[WHAT THE TASK ASKS] Format every line of the material below as a JSON list of strings, one string per line, leaving out blank lines.

[INPUT FOR THIS TASK]
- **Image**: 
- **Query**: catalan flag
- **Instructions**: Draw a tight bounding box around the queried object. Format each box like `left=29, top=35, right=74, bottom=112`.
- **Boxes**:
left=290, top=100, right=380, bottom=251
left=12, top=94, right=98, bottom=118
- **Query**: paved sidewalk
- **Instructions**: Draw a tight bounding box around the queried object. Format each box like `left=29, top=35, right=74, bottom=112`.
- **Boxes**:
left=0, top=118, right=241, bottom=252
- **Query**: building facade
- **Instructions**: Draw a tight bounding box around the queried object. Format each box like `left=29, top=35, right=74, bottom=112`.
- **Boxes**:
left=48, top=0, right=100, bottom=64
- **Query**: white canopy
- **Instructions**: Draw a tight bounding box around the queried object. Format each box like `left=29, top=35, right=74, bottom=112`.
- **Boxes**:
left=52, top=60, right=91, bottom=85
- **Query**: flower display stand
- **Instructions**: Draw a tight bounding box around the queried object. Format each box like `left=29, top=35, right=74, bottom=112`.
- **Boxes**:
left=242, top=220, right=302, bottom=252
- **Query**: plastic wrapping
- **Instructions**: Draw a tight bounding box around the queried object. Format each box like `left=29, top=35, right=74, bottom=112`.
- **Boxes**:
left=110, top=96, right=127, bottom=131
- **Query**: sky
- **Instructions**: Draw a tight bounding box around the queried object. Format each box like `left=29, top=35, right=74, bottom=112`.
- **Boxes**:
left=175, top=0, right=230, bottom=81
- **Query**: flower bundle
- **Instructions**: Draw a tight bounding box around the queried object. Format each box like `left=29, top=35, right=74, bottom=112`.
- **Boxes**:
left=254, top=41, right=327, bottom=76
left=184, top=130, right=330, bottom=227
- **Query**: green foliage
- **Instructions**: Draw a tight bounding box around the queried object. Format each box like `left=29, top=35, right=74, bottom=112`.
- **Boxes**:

[WORKED SOLUTION]
[
  "- **Image**: ",
  "- **Query**: catalan flag",
  "- **Instructions**: Draw a tight bounding box around the queried object. Format each box like `left=29, top=35, right=74, bottom=112`.",
  "- **Boxes**:",
  "left=290, top=100, right=380, bottom=251",
  "left=12, top=94, right=98, bottom=118",
  "- **Query**: paved sidewalk",
  "- **Instructions**: Draw a tight bounding box around the queried object. Format each box like `left=29, top=35, right=74, bottom=112`.",
  "- **Boxes**:",
  "left=0, top=118, right=241, bottom=252",
  "- **Query**: building facade",
  "- **Instructions**: Draw a tight bounding box around the queried object. Format each box like `left=29, top=35, right=74, bottom=112`.",
  "- **Boxes**:",
  "left=48, top=0, right=100, bottom=64",
  "- **Query**: white canopy",
  "- **Instructions**: Draw a tight bounding box around the queried object. Format each box like `left=29, top=35, right=74, bottom=112`.",
  "- **Boxes**:",
  "left=52, top=60, right=91, bottom=85",
  "- **Query**: flower display stand",
  "- **Instructions**: Draw a tight bounding box around the queried object. Format each box like `left=29, top=35, right=74, bottom=112`.",
  "- **Boxes**:",
  "left=242, top=220, right=302, bottom=252",
  "- **Query**: plastic wrapping",
  "- **Instructions**: Draw a tight bounding box around the queried object. Format each box like `left=29, top=35, right=74, bottom=112`.",
  "- **Boxes**:",
  "left=110, top=96, right=127, bottom=131",
  "- **Query**: sky",
  "- **Instructions**: Draw a tight bounding box around the queried object. Format each box like `left=29, top=35, right=74, bottom=112`.",
  "- **Boxes**:",
  "left=175, top=0, right=230, bottom=81",
  "- **Query**: flower bundle",
  "- **Instructions**: Draw a tight bounding box around the queried object. Format each box like `left=29, top=35, right=74, bottom=112`.",
  "- **Boxes**:",
  "left=254, top=41, right=327, bottom=76",
  "left=184, top=130, right=330, bottom=227",
  "- **Query**: green foliage",
  "- **Instructions**: Draw a tight bounding box around the queried object. Format each box like `left=29, top=35, right=74, bottom=112`.",
  "- **Boxes**:"
]